▶ **Exercise description**: Beginning with the line where "Locate every instance of the ocean" appears, please restate each line of the records below word for word until the last one, inclusive, and nothing else.

---------------

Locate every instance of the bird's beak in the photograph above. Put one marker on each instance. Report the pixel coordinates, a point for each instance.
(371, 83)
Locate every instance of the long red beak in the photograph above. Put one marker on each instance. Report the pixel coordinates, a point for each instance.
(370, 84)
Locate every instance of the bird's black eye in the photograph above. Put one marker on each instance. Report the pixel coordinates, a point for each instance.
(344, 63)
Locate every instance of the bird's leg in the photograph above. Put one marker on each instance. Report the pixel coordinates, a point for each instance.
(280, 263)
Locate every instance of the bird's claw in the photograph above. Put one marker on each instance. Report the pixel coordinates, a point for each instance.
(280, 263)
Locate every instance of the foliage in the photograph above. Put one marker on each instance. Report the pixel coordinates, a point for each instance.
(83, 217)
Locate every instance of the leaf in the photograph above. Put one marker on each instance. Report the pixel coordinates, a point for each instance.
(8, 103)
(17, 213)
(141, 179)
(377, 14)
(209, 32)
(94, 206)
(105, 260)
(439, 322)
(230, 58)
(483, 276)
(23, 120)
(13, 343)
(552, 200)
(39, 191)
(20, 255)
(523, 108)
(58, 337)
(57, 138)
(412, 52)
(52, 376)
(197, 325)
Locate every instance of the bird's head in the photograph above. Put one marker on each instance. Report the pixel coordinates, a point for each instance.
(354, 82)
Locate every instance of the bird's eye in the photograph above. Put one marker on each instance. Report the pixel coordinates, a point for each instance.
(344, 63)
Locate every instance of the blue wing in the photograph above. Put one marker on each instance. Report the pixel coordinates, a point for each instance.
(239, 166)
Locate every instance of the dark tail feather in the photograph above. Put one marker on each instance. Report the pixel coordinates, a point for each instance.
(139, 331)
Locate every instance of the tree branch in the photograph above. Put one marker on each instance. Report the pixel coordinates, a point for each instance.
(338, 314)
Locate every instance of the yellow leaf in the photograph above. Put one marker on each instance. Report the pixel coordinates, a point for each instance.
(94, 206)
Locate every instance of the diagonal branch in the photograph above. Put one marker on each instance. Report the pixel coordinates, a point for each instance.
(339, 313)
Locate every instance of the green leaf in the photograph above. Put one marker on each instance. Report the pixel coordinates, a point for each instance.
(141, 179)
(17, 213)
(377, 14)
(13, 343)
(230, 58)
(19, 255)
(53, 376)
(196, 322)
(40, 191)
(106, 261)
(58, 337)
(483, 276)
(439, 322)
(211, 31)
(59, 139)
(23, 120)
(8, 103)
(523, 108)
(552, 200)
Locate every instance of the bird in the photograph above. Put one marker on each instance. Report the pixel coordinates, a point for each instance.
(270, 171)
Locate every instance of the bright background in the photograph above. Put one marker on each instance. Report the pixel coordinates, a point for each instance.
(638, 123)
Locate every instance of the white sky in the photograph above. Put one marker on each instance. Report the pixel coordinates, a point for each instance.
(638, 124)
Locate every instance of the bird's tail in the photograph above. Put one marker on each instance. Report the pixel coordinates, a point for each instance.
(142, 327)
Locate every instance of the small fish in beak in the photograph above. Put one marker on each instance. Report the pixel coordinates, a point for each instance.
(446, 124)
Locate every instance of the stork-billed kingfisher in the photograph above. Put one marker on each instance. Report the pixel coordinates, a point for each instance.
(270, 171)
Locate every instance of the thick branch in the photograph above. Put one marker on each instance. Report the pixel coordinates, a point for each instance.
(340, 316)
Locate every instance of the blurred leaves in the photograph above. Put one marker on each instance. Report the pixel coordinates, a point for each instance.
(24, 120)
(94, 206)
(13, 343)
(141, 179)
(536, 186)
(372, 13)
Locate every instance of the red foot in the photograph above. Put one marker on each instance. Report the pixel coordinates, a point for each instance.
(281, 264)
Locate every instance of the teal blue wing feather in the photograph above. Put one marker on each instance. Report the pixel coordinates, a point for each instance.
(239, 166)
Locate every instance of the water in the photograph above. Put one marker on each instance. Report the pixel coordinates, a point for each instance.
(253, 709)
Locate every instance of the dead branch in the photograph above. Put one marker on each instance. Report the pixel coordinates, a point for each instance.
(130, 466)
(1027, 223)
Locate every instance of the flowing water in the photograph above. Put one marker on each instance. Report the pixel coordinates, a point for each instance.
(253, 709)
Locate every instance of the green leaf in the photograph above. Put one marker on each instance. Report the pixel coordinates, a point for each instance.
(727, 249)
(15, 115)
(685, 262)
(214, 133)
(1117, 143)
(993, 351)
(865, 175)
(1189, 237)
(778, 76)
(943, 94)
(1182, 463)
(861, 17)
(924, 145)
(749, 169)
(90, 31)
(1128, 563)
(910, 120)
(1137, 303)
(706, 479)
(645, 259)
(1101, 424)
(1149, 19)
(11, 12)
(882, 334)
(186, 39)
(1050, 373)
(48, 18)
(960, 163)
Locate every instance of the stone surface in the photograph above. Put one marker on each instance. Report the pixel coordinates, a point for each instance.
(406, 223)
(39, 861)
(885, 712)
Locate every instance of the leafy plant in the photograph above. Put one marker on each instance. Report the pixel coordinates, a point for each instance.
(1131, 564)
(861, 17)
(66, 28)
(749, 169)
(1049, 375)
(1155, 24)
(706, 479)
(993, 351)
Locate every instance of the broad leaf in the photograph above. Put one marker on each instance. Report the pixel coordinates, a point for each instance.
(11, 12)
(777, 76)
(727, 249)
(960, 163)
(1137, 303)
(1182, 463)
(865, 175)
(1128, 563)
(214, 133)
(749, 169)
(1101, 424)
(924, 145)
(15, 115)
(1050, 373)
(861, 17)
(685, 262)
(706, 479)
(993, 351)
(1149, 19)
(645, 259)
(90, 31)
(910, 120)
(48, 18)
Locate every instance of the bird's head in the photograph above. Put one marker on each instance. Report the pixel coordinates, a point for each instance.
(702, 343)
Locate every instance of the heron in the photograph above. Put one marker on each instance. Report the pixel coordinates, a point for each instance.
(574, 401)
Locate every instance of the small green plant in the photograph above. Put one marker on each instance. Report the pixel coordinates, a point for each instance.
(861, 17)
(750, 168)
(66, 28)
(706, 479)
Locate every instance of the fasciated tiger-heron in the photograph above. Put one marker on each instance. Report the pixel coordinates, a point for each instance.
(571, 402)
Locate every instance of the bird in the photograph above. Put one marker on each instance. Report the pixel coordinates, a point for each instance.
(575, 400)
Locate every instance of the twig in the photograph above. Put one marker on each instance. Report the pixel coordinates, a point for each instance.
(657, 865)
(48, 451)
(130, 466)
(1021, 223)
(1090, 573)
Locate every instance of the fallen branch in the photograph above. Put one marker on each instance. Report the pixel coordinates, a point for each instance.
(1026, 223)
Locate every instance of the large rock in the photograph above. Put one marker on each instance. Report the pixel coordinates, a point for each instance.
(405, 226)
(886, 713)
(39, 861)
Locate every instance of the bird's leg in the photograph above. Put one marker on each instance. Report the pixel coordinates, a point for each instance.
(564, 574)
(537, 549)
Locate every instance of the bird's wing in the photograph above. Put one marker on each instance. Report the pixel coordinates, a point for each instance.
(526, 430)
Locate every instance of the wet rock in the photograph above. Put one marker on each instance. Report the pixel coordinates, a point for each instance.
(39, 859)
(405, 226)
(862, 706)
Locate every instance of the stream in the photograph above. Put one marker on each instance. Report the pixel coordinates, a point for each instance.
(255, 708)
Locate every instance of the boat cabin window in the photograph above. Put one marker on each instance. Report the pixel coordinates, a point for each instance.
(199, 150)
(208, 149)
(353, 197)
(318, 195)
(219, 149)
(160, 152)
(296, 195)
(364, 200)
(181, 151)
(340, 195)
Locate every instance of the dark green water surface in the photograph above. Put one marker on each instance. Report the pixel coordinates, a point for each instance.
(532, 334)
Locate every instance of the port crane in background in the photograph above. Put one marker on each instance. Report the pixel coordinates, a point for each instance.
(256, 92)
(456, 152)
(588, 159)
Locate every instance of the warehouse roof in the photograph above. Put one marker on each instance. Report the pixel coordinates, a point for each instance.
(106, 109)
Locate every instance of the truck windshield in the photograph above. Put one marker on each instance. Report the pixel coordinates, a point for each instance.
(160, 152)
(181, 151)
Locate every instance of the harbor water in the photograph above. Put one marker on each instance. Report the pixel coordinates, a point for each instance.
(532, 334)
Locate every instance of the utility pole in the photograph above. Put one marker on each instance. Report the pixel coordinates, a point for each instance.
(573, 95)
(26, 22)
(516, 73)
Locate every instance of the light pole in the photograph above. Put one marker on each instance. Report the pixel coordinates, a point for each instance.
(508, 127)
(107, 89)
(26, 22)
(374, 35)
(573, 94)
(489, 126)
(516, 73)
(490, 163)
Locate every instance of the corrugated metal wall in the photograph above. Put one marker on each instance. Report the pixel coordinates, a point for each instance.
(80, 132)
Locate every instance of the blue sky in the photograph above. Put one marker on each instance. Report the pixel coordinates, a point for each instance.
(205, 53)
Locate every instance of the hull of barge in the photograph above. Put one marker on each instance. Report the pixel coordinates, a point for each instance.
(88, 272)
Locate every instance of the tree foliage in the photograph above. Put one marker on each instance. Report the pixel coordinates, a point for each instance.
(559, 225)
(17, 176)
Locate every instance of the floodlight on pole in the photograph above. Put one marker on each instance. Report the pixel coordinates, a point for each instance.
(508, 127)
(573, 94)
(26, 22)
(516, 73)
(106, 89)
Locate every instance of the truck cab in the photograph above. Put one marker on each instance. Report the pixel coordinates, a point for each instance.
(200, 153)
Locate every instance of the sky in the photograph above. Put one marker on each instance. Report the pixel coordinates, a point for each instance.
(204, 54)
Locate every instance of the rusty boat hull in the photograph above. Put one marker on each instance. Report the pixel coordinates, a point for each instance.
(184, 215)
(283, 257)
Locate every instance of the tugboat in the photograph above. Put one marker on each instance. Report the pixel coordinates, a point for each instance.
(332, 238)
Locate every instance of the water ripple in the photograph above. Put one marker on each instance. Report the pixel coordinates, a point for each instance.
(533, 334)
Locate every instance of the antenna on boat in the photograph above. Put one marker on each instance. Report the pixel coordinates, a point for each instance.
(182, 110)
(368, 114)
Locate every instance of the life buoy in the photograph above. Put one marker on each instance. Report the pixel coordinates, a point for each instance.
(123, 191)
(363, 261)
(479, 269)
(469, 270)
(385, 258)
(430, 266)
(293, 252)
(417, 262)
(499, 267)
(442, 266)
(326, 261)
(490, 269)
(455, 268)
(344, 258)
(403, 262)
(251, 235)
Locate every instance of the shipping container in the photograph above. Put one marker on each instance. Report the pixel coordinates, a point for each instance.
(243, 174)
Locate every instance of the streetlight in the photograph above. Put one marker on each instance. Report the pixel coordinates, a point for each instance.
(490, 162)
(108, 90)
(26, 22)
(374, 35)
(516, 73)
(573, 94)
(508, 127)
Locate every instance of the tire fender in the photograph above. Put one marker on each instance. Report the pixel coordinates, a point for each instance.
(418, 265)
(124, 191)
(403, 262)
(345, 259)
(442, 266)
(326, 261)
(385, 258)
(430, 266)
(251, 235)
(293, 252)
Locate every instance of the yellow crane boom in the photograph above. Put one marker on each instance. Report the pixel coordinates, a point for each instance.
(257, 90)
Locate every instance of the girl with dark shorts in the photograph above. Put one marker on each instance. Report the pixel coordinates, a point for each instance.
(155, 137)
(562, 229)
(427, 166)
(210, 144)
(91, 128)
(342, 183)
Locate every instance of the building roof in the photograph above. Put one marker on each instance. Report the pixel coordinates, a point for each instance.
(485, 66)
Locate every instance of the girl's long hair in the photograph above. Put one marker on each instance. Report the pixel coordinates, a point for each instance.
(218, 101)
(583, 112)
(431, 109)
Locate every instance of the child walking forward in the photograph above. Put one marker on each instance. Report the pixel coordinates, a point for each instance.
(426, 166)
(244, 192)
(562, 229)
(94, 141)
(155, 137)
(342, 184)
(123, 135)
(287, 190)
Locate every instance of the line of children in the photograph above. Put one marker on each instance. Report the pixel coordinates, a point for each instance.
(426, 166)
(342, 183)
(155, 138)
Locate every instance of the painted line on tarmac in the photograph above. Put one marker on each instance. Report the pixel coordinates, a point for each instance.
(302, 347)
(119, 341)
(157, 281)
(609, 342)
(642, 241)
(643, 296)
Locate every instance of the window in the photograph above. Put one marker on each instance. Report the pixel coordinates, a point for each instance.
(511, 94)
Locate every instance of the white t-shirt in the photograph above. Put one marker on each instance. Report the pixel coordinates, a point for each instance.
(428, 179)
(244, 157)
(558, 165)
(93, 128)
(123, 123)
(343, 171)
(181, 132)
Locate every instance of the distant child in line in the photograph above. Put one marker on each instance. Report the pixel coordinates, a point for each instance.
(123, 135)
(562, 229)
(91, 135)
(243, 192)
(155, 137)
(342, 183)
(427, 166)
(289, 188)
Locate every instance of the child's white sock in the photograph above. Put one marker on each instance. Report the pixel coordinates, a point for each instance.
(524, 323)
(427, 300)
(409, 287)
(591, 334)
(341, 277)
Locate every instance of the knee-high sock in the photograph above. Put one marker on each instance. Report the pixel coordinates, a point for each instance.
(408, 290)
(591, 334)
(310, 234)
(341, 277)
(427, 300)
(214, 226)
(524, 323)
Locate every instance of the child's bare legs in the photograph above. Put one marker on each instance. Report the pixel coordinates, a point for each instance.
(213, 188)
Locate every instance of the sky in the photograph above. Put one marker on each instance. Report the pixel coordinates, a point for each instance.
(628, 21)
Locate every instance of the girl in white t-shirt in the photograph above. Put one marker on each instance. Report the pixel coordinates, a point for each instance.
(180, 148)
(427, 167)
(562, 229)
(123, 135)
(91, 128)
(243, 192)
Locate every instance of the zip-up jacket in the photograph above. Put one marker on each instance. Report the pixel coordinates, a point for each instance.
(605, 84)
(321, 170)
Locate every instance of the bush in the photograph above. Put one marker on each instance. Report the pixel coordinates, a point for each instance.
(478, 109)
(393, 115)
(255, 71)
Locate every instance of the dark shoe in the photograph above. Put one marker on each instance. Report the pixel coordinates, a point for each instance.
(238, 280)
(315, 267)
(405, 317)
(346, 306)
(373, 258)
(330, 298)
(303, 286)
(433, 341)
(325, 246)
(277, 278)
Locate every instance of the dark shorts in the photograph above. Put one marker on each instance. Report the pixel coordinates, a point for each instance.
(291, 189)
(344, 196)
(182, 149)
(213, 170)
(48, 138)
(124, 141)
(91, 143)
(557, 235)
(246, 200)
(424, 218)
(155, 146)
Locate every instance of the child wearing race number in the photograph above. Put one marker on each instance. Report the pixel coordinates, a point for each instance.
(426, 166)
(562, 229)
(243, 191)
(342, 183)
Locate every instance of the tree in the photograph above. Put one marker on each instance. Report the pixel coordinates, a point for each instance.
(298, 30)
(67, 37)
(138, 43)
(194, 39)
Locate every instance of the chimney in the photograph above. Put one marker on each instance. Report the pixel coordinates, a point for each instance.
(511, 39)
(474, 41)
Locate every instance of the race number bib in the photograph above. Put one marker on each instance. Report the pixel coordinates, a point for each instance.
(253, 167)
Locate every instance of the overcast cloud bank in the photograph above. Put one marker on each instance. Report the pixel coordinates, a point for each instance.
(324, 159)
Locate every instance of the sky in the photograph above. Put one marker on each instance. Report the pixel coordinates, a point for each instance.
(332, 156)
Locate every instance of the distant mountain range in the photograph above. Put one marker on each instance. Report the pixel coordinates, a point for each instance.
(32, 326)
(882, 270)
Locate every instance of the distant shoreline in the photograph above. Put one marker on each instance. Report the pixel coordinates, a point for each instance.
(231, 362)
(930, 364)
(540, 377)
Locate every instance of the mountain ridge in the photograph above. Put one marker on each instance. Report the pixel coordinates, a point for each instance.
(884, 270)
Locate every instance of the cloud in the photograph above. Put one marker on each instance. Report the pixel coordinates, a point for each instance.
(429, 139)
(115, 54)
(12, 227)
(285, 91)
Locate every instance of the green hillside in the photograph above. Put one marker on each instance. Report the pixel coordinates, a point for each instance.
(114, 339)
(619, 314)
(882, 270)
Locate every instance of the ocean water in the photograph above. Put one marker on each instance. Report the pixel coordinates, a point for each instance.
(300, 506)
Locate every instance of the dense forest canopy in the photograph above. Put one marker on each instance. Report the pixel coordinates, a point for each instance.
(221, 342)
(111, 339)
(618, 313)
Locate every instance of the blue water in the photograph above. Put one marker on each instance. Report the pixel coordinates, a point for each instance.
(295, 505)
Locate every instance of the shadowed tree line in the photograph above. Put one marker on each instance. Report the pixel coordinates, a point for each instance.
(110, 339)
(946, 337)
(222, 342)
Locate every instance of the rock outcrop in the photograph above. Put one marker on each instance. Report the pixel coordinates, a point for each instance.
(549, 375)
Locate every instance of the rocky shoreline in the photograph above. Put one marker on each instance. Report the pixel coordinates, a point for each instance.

---------------

▶ **Result below**:
Locate every instance of the ocean water in the photograph above. Put one marker on each instance. Report the pixel coordinates, a point for each instance.
(300, 506)
Locate every instance of the dense forest canopy in the photograph above. Put one marker on each instance. Report the pixel coordinates, a point for each instance.
(221, 342)
(111, 339)
(618, 313)
Locate every instance of the blue water in the photograph above. Put one marker on each instance. Report the pixel coordinates, a point for each instance.
(295, 505)
Locate every instance of the shadowed tree line in the photograph above. Put one marker on each instance. Report the pixel coordinates, a point for each instance.
(110, 339)
(946, 337)
(222, 342)
Locate every instance of the rock outcrop in the photograph above. Put one marker on each instance. Report the pixel coordinates, a point for each instance.
(549, 375)
Locate every instance of the rocky shoreline in the photograph above. Put one marker on each instance. Report the pixel coordinates, a point for each instance.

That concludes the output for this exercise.